Aufgabenstellung: Gib sämtliche folgenden Einträge Zeile für Zeile unverändert wieder.

Auszüge aus Daten zur Ortsmarkierung:

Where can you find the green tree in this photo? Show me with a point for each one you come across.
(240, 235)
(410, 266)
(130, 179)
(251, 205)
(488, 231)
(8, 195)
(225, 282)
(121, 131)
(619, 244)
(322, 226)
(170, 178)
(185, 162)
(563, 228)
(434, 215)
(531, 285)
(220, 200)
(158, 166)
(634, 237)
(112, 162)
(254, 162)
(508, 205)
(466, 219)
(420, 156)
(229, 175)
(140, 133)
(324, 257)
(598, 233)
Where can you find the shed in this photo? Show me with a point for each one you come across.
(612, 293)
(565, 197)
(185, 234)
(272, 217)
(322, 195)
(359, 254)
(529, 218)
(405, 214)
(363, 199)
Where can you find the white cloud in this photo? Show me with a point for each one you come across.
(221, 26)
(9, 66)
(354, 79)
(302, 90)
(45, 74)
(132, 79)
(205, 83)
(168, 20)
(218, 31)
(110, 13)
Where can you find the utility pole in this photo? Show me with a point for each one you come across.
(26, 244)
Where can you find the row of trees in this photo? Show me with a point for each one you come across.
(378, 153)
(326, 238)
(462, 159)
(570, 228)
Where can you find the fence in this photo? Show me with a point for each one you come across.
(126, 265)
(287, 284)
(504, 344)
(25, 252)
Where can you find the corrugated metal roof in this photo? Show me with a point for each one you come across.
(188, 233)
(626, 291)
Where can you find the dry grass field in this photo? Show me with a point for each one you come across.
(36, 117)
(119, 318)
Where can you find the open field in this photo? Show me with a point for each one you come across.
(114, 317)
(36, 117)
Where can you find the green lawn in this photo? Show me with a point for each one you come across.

Lösung der Aufgabe:
Where can you find the green tree in this photo? Show me with a point for each one you come across.
(240, 235)
(410, 266)
(130, 179)
(251, 205)
(488, 231)
(8, 195)
(225, 282)
(121, 131)
(619, 244)
(322, 226)
(170, 178)
(185, 162)
(563, 228)
(434, 215)
(531, 285)
(220, 200)
(158, 166)
(634, 237)
(112, 162)
(254, 162)
(508, 205)
(466, 219)
(420, 156)
(229, 175)
(140, 133)
(324, 257)
(598, 233)
Where can you find the shed in this photo? Show me with a point for each one you come across.
(612, 293)
(565, 197)
(185, 234)
(272, 217)
(322, 195)
(359, 254)
(529, 218)
(405, 214)
(363, 199)
Where can you find the white cloud in this photo? Show me with a point for each one you come across.
(221, 26)
(9, 66)
(354, 79)
(302, 90)
(45, 74)
(132, 79)
(205, 83)
(168, 20)
(218, 31)
(110, 13)
Where can you find the utility pole in this photo? Show me with a point for each one you come across.
(26, 244)
Where can you find the row of trees in this photo? Show me with a point for each one you come across.
(378, 153)
(326, 238)
(462, 159)
(570, 228)
Where can you find the fence in this photo? Show me with a point for each one you come across.
(126, 265)
(287, 284)
(504, 344)
(25, 252)
Where can you find the corrugated metal roof in this photo? Show me with a point for each one you come across.
(188, 233)
(626, 291)
Where can you find the dry grass field in this photo? Show me with a point for each one you come across.
(36, 117)
(119, 318)
Where can you find the open field in this photo? Show me with a point for each one you come across.
(114, 317)
(36, 117)
Where can you find the green lawn in this photo? Show me with a point for each one you come across.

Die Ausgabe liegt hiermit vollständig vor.